YOUR TASK: Treat the line containing "Could you please spot the truck window" as the first line and the final line of the material below as the last; reproduce that range exactly.
|---|
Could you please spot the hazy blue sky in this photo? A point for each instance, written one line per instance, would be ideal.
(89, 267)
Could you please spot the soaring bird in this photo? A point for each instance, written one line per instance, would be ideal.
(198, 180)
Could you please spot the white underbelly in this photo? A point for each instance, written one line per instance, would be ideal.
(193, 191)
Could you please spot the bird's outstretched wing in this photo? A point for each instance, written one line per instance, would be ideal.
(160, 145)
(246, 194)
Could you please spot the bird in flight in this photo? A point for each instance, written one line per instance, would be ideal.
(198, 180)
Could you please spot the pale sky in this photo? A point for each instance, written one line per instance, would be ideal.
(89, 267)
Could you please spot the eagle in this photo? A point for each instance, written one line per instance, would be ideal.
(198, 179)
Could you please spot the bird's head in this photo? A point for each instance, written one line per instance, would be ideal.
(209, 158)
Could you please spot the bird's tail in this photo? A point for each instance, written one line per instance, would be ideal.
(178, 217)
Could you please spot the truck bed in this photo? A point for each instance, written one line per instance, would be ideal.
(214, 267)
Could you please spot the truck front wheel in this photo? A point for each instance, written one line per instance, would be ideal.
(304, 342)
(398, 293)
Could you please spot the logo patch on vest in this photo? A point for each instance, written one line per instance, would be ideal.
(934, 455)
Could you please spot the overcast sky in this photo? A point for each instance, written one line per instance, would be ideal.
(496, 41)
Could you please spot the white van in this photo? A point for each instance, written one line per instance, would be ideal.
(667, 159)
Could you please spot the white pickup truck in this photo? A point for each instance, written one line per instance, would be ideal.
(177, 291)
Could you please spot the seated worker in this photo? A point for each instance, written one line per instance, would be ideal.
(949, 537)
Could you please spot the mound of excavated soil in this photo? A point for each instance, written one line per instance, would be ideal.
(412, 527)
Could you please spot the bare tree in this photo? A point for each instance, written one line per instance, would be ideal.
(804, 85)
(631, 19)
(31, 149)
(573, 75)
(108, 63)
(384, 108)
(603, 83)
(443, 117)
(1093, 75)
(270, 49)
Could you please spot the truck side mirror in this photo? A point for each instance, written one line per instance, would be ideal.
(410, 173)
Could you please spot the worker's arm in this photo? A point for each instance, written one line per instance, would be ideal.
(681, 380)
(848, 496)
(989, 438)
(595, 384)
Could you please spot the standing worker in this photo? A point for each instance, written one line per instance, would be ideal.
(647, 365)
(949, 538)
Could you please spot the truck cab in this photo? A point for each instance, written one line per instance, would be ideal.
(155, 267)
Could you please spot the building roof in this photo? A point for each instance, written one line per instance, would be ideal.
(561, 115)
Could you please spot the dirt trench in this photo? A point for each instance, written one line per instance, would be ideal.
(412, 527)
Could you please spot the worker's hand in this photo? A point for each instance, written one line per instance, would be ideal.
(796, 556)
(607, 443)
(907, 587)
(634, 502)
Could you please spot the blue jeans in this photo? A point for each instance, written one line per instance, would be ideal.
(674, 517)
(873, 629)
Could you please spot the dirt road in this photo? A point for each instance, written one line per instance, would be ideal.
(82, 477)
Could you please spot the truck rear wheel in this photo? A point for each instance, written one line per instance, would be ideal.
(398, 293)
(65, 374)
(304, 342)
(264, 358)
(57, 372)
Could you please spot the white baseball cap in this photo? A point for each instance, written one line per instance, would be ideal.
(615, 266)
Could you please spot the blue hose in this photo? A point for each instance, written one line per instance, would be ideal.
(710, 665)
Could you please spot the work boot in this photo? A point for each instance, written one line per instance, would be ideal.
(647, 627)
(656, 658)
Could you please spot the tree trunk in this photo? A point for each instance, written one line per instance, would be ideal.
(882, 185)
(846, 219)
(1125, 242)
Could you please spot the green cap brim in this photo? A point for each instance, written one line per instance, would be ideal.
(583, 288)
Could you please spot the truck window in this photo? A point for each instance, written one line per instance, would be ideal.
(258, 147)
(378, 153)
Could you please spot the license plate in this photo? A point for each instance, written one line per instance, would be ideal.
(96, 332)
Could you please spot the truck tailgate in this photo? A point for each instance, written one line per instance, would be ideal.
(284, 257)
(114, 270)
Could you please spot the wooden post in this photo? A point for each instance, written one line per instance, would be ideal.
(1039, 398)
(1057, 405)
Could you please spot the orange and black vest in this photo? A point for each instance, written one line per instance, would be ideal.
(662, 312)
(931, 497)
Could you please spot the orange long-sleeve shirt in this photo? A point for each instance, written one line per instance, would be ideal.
|---|
COMPLETED EXERCISE:
Could you please spot the truck window in this photo? A point for each instance, written one line per instance, would be ideal.
(258, 147)
(378, 153)
Could you please spot the license plate in this photo? A point for each instance, written one line per instance, would be ideal.
(96, 332)
Could you please spot the truck tailgate in this photo? A point for each instance, written one line per instance, would be ideal.
(284, 257)
(114, 270)
Could you please spot the wooden post in this photo? A point for each instance, written one line per instance, would be ideal.
(1039, 398)
(1057, 405)
Could you please spot the orange and black vest in this photo? A point for each instance, written one line per instance, would be ideal.
(662, 312)
(931, 497)
Could you please spot the orange long-sleeve shirt in this photo? A point for each instance, written one line per instance, would be ideal.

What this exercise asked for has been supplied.